* _Quoted passage_:
--- START ---
In the preface to her new book, Adelaide B. Shaw notes that she grew up in a city: New Haven, Connecticut, which at the time she lived there (1936 to 1952) had a population of over 160,000. However, her experiences were those of a small town, centered around her parents, sibling, and a neighborhood of Italian, Irish, Polish, and Portuguese families. Throughout this collection of forty haibun and ten tanka prose, Shaw reflects on this “ancient history,” beginning with her parents and their lives growing up in Italy. In the first haibun, she describes her father:

Dad

He is a Neapolitan child of the streets, in short pants and skinned knees, until he is apprenticed to a tailor and learns how to handle a needle and thread, how to cut cloth, how, with wool or silk or gabardine, to take arms and legs, torso and shoulders, and reshape them into a new man.

As the haibun continues, so does the father’s journey:

In 1908 at age eighteen, and with only a few lira, his scissors and thimble in his pocket, he leaves behind a struggling family in a town often layered with the ashes of Vesuvius. He travels in steerage, twelve days in the bowels of a ship before docking in Boston harbor.

Shaw’s father would land a job as a tailor. “Other countrymen with their needles and thread sew together a strong bond,” Shaw writes, a sentence that evokes a comforting sense of community.

The next haibun, “Mom,” introduces the poet’s mother, who in this piece is 10 years old. While her father (Shaw’s nonno), is away again and “hauling his wagon of water barrels to different villages,” she has daily chores “to gather kindling, feed the chickens, sweep the floor, get milk from the goat boy.” In the afternoon she “studies her catechism, recites it for Nonna.”
--- END ---
* _Data for processing_:
--- START ---
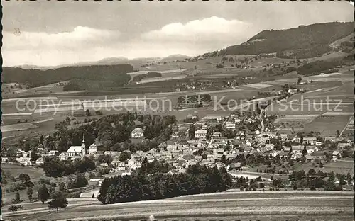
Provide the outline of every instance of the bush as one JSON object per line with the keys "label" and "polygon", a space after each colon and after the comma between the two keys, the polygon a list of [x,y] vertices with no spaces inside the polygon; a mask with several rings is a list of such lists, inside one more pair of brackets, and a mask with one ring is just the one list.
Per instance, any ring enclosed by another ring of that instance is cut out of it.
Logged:
{"label": "bush", "polygon": [[22,210],[23,207],[22,205],[13,205],[9,207],[8,210],[11,212],[17,211],[18,210]]}

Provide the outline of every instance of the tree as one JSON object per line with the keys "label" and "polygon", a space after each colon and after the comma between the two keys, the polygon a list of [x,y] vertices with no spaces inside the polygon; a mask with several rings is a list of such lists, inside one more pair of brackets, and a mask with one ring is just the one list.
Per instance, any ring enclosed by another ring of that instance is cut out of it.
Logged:
{"label": "tree", "polygon": [[39,140],[39,143],[40,143],[40,144],[43,144],[43,140],[44,140],[44,137],[43,137],[43,135],[40,135],[40,140]]}
{"label": "tree", "polygon": [[315,172],[315,170],[312,168],[310,169],[310,170],[308,171],[308,176],[315,176],[316,174],[317,173]]}
{"label": "tree", "polygon": [[335,136],[337,137],[339,137],[339,136],[340,136],[340,132],[338,130],[337,130],[337,131],[335,132]]}
{"label": "tree", "polygon": [[85,176],[79,174],[77,175],[77,177],[74,179],[74,181],[70,181],[68,183],[68,188],[75,188],[79,187],[83,187],[87,186],[87,183],[88,182],[87,178],[85,178]]}
{"label": "tree", "polygon": [[91,116],[91,113],[90,113],[90,110],[89,109],[87,109],[85,110],[85,115],[87,116],[87,117],[89,117]]}
{"label": "tree", "polygon": [[300,84],[301,82],[302,82],[302,77],[299,76],[298,80],[297,81],[297,84]]}
{"label": "tree", "polygon": [[50,209],[57,209],[57,211],[58,211],[59,208],[66,208],[68,204],[67,198],[63,192],[54,192],[51,196],[51,198],[52,200],[48,202]]}
{"label": "tree", "polygon": [[28,200],[30,200],[30,202],[32,202],[32,195],[33,194],[33,190],[32,189],[31,187],[30,187],[27,190],[27,196],[28,196]]}
{"label": "tree", "polygon": [[37,198],[42,202],[42,204],[44,204],[44,202],[49,199],[50,195],[48,193],[48,189],[45,184],[42,185],[42,186],[38,189],[38,192],[37,193]]}
{"label": "tree", "polygon": [[15,193],[15,198],[12,199],[11,203],[12,204],[17,204],[21,203],[21,198],[20,198],[20,193],[16,192]]}
{"label": "tree", "polygon": [[65,190],[65,183],[59,183],[59,191],[62,192]]}
{"label": "tree", "polygon": [[348,182],[348,185],[352,185],[353,183],[354,178],[350,174],[350,172],[348,172],[348,174],[346,174],[346,181]]}
{"label": "tree", "polygon": [[18,175],[18,178],[23,183],[27,183],[31,180],[30,176],[26,174],[20,174],[20,175]]}
{"label": "tree", "polygon": [[123,162],[130,158],[131,158],[131,154],[129,152],[124,151],[119,154],[119,160]]}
--- END ---
* _Set problem 1_: Return each line of the rows above that contains the word "list".
* _Set problem 2_: Pick up the review of Adelaide B. Shaw's haibun collection after its last sentence and keep writing it.

* _Written answer 1_:
Provide the outline of every instance of the bush as one JSON object per line with the keys "label" and "polygon", a space after each colon and after the comma between the two keys, the polygon a list of [x,y] vertices with no spaces inside the polygon; a mask with several rings is a list of such lists, inside one more pair of brackets, and a mask with one ring is just the one list.
Provide the outline of every instance of the tree as one JSON object per line with the keys "label" and "polygon", a space after each colon and after the comma between the two keys, the polygon a list of [x,y] vertices with no spaces inside the polygon; a mask with several rings is a list of such lists, inside one more pair of brackets, and a mask with one ring is just the one list.

* _Written answer 2_:
Readers will learn in the penultimate haiku that the young girl has celebrated her First Communion—a significant occasion in the Catholic faith. It again evokes a sense of family and community:

First Communion
after a cleansing rain
the festive table

Those images—First Communion; cleansing rain; the festive table—set the stage for “The Voyage,” a tanka prose piece that describes her mother’s crossing to the United States:

Steerage, the lowest area for passengers. Men on one side. Women and children on the other.
She is crossing with her mother, two younger brothers and a baby sister. The New World waiting. She is 13.

A narrow iron framed bunk bed, one of a hundred in a long room. Two swinging lanterns overhead. A thin mattress, a skimpy blanket and life preserver in every bunk.

Life on board consists of long lines for food, for the toilet, for washing. Stale, smelly air below; clean, brisk, and cold air on deck. Now and then a treat.

a fresh orange
three sections for herself
to slowly savor
each bite of memory
of Nonna's tree

On the third day out an alarm. Life jackets put on. The waiting on deck, perhaps to all die. The engine stilled. U-boats. Torpedoes; New words; New fears.

Every day, always the rocking and swaying, always the confinement, the restlessness, the wish to run across the hills again.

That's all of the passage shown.